Reproduce the items below, substituting "identify the precise position" for every occurrence of "pinpoint the exact location" and leaving all other text unchanged.
---+---
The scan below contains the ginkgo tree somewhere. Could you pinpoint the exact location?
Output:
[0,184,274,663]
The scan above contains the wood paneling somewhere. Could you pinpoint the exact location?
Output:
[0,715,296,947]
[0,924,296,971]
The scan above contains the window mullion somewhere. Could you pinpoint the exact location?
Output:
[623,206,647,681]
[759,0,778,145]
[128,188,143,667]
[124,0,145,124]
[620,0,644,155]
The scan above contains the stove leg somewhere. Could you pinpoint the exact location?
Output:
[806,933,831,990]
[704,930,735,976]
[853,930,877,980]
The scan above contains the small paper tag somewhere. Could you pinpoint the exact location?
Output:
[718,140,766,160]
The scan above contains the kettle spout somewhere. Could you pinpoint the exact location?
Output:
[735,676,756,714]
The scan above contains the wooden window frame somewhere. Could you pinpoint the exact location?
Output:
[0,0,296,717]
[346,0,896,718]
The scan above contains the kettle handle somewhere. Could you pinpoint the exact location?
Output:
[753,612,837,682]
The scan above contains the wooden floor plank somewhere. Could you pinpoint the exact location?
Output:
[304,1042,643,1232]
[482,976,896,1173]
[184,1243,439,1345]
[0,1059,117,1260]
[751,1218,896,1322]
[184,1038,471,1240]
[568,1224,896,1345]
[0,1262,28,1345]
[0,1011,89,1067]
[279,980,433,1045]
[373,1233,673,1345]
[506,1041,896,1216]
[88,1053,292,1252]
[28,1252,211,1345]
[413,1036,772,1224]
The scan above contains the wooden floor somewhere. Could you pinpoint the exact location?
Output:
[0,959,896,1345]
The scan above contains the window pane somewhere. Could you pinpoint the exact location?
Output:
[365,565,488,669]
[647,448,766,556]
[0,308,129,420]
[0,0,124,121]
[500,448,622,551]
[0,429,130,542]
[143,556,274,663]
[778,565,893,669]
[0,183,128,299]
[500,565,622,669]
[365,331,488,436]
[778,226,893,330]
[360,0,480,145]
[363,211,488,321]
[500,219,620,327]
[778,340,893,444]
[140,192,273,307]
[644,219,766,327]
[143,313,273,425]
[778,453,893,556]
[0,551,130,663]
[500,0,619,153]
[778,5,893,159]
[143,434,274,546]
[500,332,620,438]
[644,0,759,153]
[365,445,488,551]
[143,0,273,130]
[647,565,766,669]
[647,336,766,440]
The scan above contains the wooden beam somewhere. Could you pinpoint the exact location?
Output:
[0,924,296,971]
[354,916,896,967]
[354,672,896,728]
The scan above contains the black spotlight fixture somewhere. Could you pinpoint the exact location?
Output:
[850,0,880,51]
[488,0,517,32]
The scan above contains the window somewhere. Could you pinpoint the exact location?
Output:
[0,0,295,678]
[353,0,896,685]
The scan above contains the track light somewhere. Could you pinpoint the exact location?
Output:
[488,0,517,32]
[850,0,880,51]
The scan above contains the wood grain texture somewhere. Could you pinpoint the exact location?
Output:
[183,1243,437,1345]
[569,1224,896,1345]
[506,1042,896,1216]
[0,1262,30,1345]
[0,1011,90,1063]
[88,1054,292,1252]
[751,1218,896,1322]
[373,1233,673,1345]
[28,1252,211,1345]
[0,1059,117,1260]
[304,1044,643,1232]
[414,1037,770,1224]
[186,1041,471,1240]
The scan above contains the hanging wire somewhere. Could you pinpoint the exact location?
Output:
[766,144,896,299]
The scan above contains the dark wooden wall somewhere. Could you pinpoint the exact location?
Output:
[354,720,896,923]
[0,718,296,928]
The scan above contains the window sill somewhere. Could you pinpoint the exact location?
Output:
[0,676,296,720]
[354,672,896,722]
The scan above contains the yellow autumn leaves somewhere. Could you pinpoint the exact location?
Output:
---+---
THE ANSWER -
The scan below contains the ginkgo tree somewhere. Could you identify the precise position?
Output:
[0,184,274,663]
The scan above contains the wood paneling somewhere. Could you identify the precise position?
Output:
[0,715,296,947]
[0,924,296,971]
The scan above contains the window mullion somewhere. Could you identify the precise position?
Output:
[623,206,647,681]
[759,0,778,145]
[128,188,143,667]
[124,0,145,124]
[620,0,644,155]
The scan above contains the stove leg somewhere. Could you identify the precise position?
Output:
[806,933,831,990]
[704,930,735,976]
[853,930,877,980]
The scan above contains the small paper tag somewhere. Could you identify the precise position?
Output:
[718,140,766,160]
The scan above contains the kettle spout somewhere. Could you identify the precise position?
Output:
[735,676,756,714]
The scan above contains the wooden window frame somewhere. Could you identify the precise position?
Output:
[0,0,296,717]
[346,0,896,718]
The scan above contains the kettle handle somewhere. Could you identify the precise position?
Output:
[753,612,837,682]
The scan above contains the wooden floor plank somewhere. Could you identify the precise position?
Output:
[304,1042,643,1232]
[482,976,896,1173]
[184,1243,439,1345]
[0,1059,117,1260]
[751,1218,896,1322]
[184,1038,471,1240]
[568,1224,896,1345]
[0,1262,28,1345]
[0,1011,89,1067]
[279,980,433,1045]
[373,1233,673,1345]
[506,1041,896,1216]
[88,1053,292,1252]
[28,1252,211,1345]
[413,1036,772,1224]
The scan above contains the wooden floor somewhere. Could you identify the precise position?
Output:
[0,959,896,1345]
The scan above contains the window pane somewhere. Could you identify the precise position?
Output:
[365,565,488,669]
[647,448,766,556]
[0,308,129,420]
[0,0,124,121]
[500,448,622,551]
[0,429,130,542]
[143,556,274,663]
[778,565,893,669]
[0,183,128,299]
[500,565,622,669]
[365,331,488,436]
[778,226,893,330]
[360,0,480,145]
[363,211,488,321]
[500,219,620,327]
[778,340,893,444]
[140,192,273,307]
[644,219,766,327]
[143,313,273,425]
[778,453,893,556]
[0,551,130,663]
[500,0,619,153]
[778,5,893,159]
[143,434,274,546]
[500,332,620,438]
[644,0,759,153]
[365,445,488,551]
[143,0,273,130]
[647,565,766,669]
[647,336,766,440]
The scan above contains the wooden beam somewhere. Could you identify the precise position?
Output:
[0,924,296,971]
[354,916,896,967]
[354,672,896,728]
The scan above contains the black spotlight fixture somewhere. Could you identify the precise position?
Output:
[850,0,880,51]
[488,0,517,32]
The scan above contains the window somewhere. Could you identify the precise position?
Output:
[0,0,295,678]
[353,0,896,685]
The scan above contains the track light somewhere. Could you identify the precise position?
Output:
[488,0,517,32]
[850,0,880,51]
The scan above contains the wood grain texture somewhere. Could you identify the precise position?
Output:
[183,1243,437,1345]
[569,1224,896,1345]
[506,1042,896,1216]
[0,1262,30,1345]
[0,1011,90,1063]
[88,1054,292,1252]
[751,1218,896,1322]
[373,1233,673,1345]
[28,1252,211,1345]
[0,1059,117,1260]
[304,1044,643,1232]
[414,1037,770,1224]
[186,1041,471,1240]
The scan above contains the hanging wire somewhere. Could you identify the precise position?
Output:
[766,144,896,299]
The scan above contains the dark wooden wall somewhere. Could you identify the precise position?
Output:
[354,720,896,923]
[0,718,296,928]
The scan above contains the window sill somewhere. Could you identify the precise position?
Output:
[0,676,296,720]
[354,672,896,722]
The scan above contains the yellow autumn leaves somewhere. Could you identify the precise position?
Output:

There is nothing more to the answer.